TASK INSTRUCTIONS:
Nothing should differ between your output and the entries below.

-- EXCERPTED RECORDS follows --

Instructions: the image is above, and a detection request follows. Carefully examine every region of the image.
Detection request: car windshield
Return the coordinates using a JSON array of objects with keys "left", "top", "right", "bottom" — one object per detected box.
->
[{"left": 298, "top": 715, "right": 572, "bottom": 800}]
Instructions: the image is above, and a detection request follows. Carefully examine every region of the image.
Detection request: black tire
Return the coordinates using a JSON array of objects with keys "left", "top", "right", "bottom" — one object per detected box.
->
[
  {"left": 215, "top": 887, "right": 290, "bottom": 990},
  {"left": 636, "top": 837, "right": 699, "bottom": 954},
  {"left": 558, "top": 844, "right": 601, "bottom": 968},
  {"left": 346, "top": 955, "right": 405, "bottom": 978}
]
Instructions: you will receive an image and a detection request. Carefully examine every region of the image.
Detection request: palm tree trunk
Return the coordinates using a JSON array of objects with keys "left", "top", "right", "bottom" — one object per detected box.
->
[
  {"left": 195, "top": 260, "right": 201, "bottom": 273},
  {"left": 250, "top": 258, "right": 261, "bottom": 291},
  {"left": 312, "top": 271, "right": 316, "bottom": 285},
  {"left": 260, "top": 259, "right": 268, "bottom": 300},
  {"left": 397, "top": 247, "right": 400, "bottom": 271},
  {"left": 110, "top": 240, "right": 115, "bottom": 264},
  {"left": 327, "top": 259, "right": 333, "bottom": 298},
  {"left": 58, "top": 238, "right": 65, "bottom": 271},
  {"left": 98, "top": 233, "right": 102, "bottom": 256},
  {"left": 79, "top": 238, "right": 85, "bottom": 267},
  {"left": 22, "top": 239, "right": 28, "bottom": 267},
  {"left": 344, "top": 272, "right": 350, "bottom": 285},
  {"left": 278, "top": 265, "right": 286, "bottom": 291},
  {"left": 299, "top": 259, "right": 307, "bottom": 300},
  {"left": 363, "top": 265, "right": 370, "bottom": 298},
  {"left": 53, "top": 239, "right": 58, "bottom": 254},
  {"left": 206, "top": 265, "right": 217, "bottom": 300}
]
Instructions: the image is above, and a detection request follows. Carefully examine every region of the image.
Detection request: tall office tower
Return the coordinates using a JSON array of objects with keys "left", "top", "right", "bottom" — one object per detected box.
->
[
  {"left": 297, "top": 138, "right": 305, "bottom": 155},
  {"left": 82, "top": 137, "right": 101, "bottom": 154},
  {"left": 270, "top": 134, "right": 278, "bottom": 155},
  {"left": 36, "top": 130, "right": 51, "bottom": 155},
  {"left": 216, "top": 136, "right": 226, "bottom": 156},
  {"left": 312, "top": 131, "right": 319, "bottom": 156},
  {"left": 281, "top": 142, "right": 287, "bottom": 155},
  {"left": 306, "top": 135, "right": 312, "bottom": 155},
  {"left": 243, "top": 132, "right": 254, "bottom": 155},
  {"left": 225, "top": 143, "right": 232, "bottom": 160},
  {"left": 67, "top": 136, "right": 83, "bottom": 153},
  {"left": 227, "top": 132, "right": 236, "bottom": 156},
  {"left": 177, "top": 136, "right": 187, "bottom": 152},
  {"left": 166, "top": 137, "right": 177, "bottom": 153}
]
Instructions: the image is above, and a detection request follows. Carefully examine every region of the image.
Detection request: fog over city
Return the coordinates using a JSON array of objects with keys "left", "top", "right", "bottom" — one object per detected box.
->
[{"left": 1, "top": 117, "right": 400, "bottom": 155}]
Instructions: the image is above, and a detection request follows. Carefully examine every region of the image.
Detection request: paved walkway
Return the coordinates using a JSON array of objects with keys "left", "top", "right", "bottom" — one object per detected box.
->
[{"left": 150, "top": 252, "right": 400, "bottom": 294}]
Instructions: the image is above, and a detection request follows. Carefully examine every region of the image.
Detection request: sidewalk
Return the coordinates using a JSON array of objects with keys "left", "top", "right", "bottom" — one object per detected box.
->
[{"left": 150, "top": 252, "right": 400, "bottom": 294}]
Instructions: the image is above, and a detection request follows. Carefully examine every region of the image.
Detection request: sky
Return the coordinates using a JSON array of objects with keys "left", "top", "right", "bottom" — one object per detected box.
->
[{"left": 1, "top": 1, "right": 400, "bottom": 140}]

-- EXCERPTED RECORDS concluded --

EXERCISE RESPONSE:
Instructions: the image is above, and a detection request follows. Carefully examine every region of the image.
Detection request: car windshield
Return the coordinates using a JSON array of objects with keys "left", "top", "right", "bottom" — one object per detected box.
->
[{"left": 298, "top": 715, "right": 572, "bottom": 800}]
Instructions: the image is above, and a detection request follows. Carefully examine every region of the image.
Detection request: black tire
Return the coordinates using a JSON array of objects with keys "left", "top", "right", "bottom" — one object per detected box.
->
[
  {"left": 215, "top": 887, "right": 290, "bottom": 990},
  {"left": 636, "top": 837, "right": 699, "bottom": 954},
  {"left": 558, "top": 844, "right": 601, "bottom": 968},
  {"left": 346, "top": 955, "right": 405, "bottom": 978}
]
Instructions: you will receive an image and a detection request. Carefully examine every region of the image.
Detection request: palm tree trunk
Return the coordinates using a JSON array of objects with keys "left", "top", "right", "bottom" — one object per detected box.
->
[
  {"left": 195, "top": 260, "right": 201, "bottom": 273},
  {"left": 250, "top": 258, "right": 261, "bottom": 291},
  {"left": 312, "top": 271, "right": 316, "bottom": 285},
  {"left": 260, "top": 259, "right": 268, "bottom": 300},
  {"left": 397, "top": 247, "right": 400, "bottom": 271},
  {"left": 110, "top": 240, "right": 115, "bottom": 264},
  {"left": 327, "top": 259, "right": 333, "bottom": 298},
  {"left": 58, "top": 238, "right": 65, "bottom": 271},
  {"left": 98, "top": 233, "right": 102, "bottom": 256},
  {"left": 79, "top": 238, "right": 85, "bottom": 267},
  {"left": 22, "top": 239, "right": 28, "bottom": 267},
  {"left": 344, "top": 272, "right": 350, "bottom": 285},
  {"left": 278, "top": 265, "right": 286, "bottom": 291},
  {"left": 299, "top": 259, "right": 307, "bottom": 300},
  {"left": 363, "top": 265, "right": 370, "bottom": 298},
  {"left": 53, "top": 239, "right": 58, "bottom": 254},
  {"left": 206, "top": 265, "right": 217, "bottom": 300}
]
Instructions: the image is above, and a detection request follows. Carefully examine every region of the image.
Detection request: tall office tower
Return the coordinates using a JSON array of objects with keys "left", "top", "right", "bottom" — one object per detected box.
->
[
  {"left": 297, "top": 138, "right": 305, "bottom": 155},
  {"left": 82, "top": 137, "right": 101, "bottom": 154},
  {"left": 270, "top": 134, "right": 278, "bottom": 155},
  {"left": 36, "top": 130, "right": 51, "bottom": 155},
  {"left": 216, "top": 136, "right": 226, "bottom": 156},
  {"left": 312, "top": 131, "right": 319, "bottom": 156},
  {"left": 281, "top": 142, "right": 287, "bottom": 155},
  {"left": 306, "top": 135, "right": 312, "bottom": 155},
  {"left": 243, "top": 132, "right": 254, "bottom": 155},
  {"left": 225, "top": 143, "right": 232, "bottom": 160},
  {"left": 67, "top": 136, "right": 83, "bottom": 153},
  {"left": 227, "top": 132, "right": 236, "bottom": 156},
  {"left": 177, "top": 136, "right": 187, "bottom": 152},
  {"left": 166, "top": 137, "right": 177, "bottom": 153}
]
Instructions: the image is above, and a detection request follows. Carefully examine every region of the image.
Detection request: fog over city
Return the coordinates using a JSON array of objects with keys "left", "top", "right", "bottom" — one object per detected box.
->
[{"left": 1, "top": 117, "right": 400, "bottom": 155}]
Instructions: the image is above, and a detection request follows. Carefully examine every region of the image.
Detection request: paved walkway
Return the coordinates using a JSON array of objects with keys "left", "top", "right", "bottom" — one object per detected box.
->
[{"left": 150, "top": 252, "right": 400, "bottom": 294}]
Instructions: the image is above, and a detection request follows. Carefully examine every region of the image.
Detection request: sidewalk
Return the coordinates using a JSON array of objects with keys "left", "top", "right", "bottom" — one object per detected box.
->
[{"left": 150, "top": 252, "right": 400, "bottom": 294}]
Instructions: the image is above, and a detection request follows. Carefully examine every region of the image.
Detection request: sky
Return the coordinates using a JSON array of objects with keys "left", "top", "right", "bottom" — one object per detected box.
->
[{"left": 1, "top": 1, "right": 400, "bottom": 140}]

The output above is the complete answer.